Что сделать: Выберите из записей все строки, в которых есть слово «soccer», и перепишите их. Регистр букв учитывается.

(Записи из набора данных)
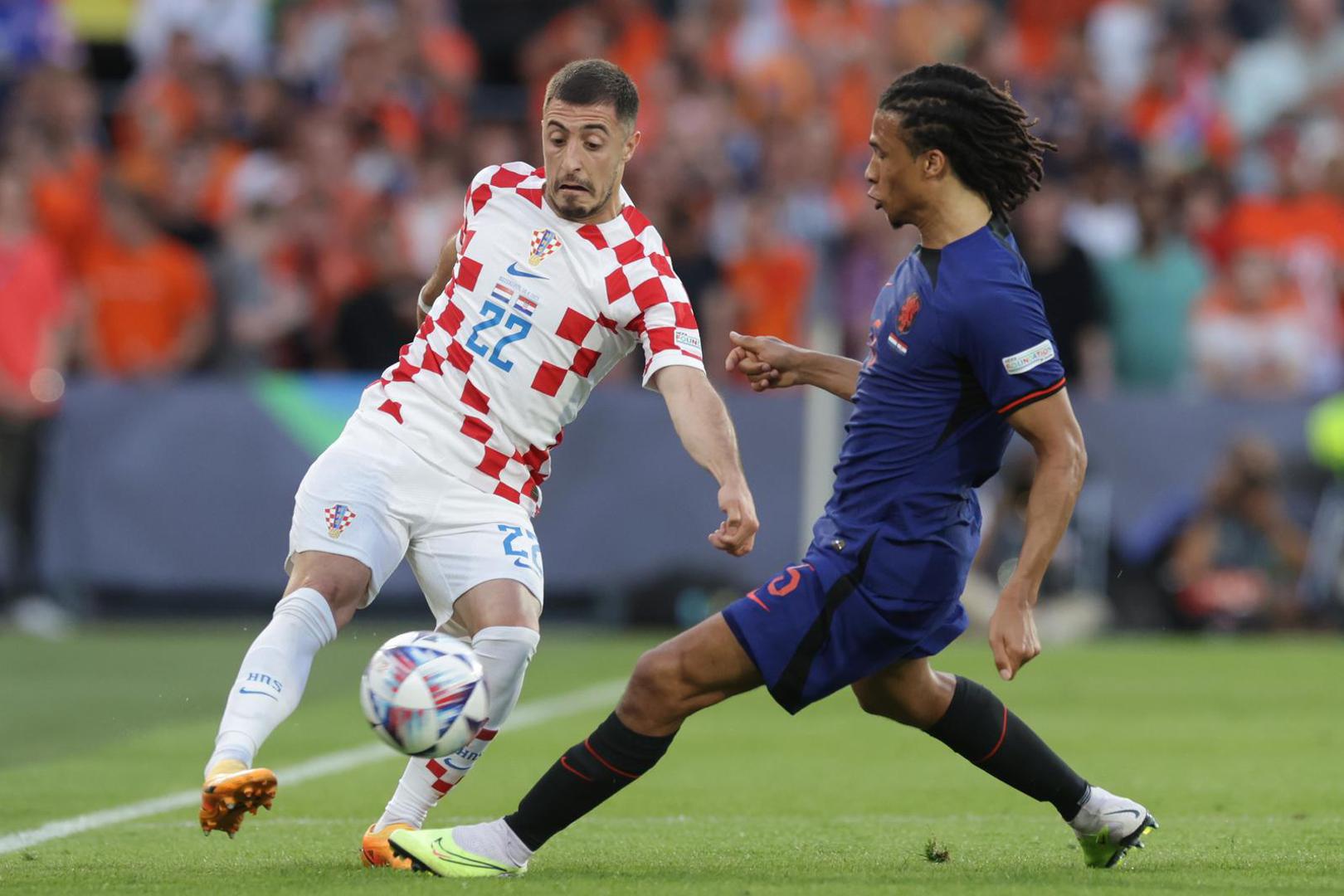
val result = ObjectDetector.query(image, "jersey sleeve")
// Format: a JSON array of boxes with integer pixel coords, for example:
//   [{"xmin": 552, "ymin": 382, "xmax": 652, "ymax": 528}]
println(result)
[
  {"xmin": 457, "ymin": 161, "xmax": 542, "ymax": 258},
  {"xmin": 960, "ymin": 286, "xmax": 1064, "ymax": 416},
  {"xmin": 631, "ymin": 266, "xmax": 704, "ymax": 388}
]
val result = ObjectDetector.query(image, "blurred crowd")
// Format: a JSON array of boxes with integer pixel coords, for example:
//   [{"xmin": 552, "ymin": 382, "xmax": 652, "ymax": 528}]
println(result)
[{"xmin": 0, "ymin": 0, "xmax": 1344, "ymax": 404}]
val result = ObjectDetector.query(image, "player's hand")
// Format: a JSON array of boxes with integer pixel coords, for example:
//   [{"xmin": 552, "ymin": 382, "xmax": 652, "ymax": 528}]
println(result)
[
  {"xmin": 709, "ymin": 481, "xmax": 761, "ymax": 558},
  {"xmin": 723, "ymin": 334, "xmax": 804, "ymax": 392},
  {"xmin": 989, "ymin": 582, "xmax": 1040, "ymax": 681}
]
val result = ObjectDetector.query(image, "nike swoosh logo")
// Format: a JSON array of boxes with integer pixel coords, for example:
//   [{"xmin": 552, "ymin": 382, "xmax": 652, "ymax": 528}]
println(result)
[
  {"xmin": 505, "ymin": 262, "xmax": 550, "ymax": 280},
  {"xmin": 1102, "ymin": 809, "xmax": 1138, "ymax": 818}
]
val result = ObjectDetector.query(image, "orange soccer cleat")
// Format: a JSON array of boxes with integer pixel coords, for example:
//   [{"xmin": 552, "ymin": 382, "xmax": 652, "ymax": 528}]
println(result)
[
  {"xmin": 359, "ymin": 822, "xmax": 416, "ymax": 870},
  {"xmin": 200, "ymin": 760, "xmax": 275, "ymax": 838}
]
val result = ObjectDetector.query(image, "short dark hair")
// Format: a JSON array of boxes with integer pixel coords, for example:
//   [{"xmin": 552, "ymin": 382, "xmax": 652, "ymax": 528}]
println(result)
[
  {"xmin": 878, "ymin": 63, "xmax": 1056, "ymax": 215},
  {"xmin": 544, "ymin": 59, "xmax": 640, "ymax": 128}
]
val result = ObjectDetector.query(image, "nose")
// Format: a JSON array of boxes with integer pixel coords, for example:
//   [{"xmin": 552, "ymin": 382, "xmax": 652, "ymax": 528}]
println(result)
[{"xmin": 561, "ymin": 139, "xmax": 583, "ymax": 174}]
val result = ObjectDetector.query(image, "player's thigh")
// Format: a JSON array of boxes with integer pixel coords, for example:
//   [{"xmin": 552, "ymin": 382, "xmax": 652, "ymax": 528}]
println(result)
[
  {"xmin": 617, "ymin": 612, "xmax": 763, "ymax": 733},
  {"xmin": 285, "ymin": 427, "xmax": 414, "ymax": 618},
  {"xmin": 852, "ymin": 657, "xmax": 957, "ymax": 728},
  {"xmin": 406, "ymin": 515, "xmax": 544, "ymax": 634}
]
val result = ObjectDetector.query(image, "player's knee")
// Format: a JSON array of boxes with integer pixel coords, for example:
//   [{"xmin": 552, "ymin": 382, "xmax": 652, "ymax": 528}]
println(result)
[
  {"xmin": 854, "ymin": 666, "xmax": 956, "ymax": 728},
  {"xmin": 285, "ymin": 571, "xmax": 368, "ymax": 629},
  {"xmin": 621, "ymin": 645, "xmax": 694, "ymax": 720}
]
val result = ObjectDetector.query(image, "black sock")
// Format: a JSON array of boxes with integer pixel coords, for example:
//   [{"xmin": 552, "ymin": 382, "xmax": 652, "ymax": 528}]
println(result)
[
  {"xmin": 928, "ymin": 675, "xmax": 1088, "ymax": 821},
  {"xmin": 504, "ymin": 712, "xmax": 674, "ymax": 849}
]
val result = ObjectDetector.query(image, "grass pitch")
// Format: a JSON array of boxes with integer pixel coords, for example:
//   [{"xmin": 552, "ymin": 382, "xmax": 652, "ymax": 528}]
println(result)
[{"xmin": 0, "ymin": 622, "xmax": 1344, "ymax": 896}]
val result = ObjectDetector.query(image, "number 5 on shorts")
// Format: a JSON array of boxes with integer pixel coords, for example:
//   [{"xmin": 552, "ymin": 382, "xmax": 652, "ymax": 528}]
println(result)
[{"xmin": 499, "ymin": 523, "xmax": 542, "ymax": 572}]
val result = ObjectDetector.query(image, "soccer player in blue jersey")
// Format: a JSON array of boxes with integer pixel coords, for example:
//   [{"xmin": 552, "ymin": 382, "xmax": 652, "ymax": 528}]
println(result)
[{"xmin": 391, "ymin": 65, "xmax": 1156, "ymax": 876}]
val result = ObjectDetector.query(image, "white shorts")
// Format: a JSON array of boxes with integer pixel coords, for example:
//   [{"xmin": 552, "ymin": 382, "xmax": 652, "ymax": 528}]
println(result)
[{"xmin": 285, "ymin": 412, "xmax": 543, "ymax": 626}]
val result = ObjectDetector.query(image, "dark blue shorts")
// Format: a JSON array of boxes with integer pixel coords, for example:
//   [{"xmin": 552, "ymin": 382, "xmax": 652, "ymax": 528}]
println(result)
[{"xmin": 723, "ymin": 521, "xmax": 980, "ymax": 713}]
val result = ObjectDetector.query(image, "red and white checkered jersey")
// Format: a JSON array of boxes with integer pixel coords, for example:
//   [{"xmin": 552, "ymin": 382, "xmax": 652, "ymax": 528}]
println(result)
[{"xmin": 358, "ymin": 163, "xmax": 704, "ymax": 514}]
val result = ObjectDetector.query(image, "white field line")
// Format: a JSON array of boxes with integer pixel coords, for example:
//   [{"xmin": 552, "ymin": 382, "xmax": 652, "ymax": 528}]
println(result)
[{"xmin": 0, "ymin": 679, "xmax": 625, "ymax": 855}]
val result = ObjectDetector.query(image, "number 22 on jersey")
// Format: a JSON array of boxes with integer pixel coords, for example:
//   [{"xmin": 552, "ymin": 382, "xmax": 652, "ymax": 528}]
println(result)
[{"xmin": 466, "ymin": 285, "xmax": 533, "ymax": 373}]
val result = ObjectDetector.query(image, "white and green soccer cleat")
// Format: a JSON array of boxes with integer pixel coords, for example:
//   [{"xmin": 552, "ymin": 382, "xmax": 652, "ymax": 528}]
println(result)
[
  {"xmin": 1069, "ymin": 787, "xmax": 1157, "ymax": 868},
  {"xmin": 387, "ymin": 827, "xmax": 527, "ymax": 877}
]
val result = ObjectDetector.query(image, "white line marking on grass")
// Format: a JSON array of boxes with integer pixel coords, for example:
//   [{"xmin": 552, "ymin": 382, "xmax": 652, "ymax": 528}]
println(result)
[{"xmin": 0, "ymin": 679, "xmax": 625, "ymax": 855}]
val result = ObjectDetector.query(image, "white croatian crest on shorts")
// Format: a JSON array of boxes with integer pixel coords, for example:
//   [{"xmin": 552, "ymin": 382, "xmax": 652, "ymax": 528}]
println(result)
[
  {"xmin": 527, "ymin": 227, "xmax": 562, "ymax": 267},
  {"xmin": 1003, "ymin": 338, "xmax": 1055, "ymax": 375},
  {"xmin": 323, "ymin": 504, "xmax": 356, "ymax": 538}
]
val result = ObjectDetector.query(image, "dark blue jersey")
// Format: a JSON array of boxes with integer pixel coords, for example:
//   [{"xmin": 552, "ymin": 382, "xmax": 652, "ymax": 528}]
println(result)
[{"xmin": 815, "ymin": 221, "xmax": 1064, "ymax": 547}]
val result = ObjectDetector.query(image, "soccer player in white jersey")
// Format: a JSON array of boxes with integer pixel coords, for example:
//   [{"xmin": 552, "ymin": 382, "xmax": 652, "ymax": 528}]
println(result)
[{"xmin": 200, "ymin": 59, "xmax": 757, "ymax": 864}]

Результат:
val result = ObjectDetector.query(image, "orange soccer cleat")
val result = ObjectDetector.query(image, "soccer player in blue jersey")
val result = ObjectDetector.query(image, "white and green soccer cleat")
val result = ObjectDetector.query(image, "soccer player in white jersey")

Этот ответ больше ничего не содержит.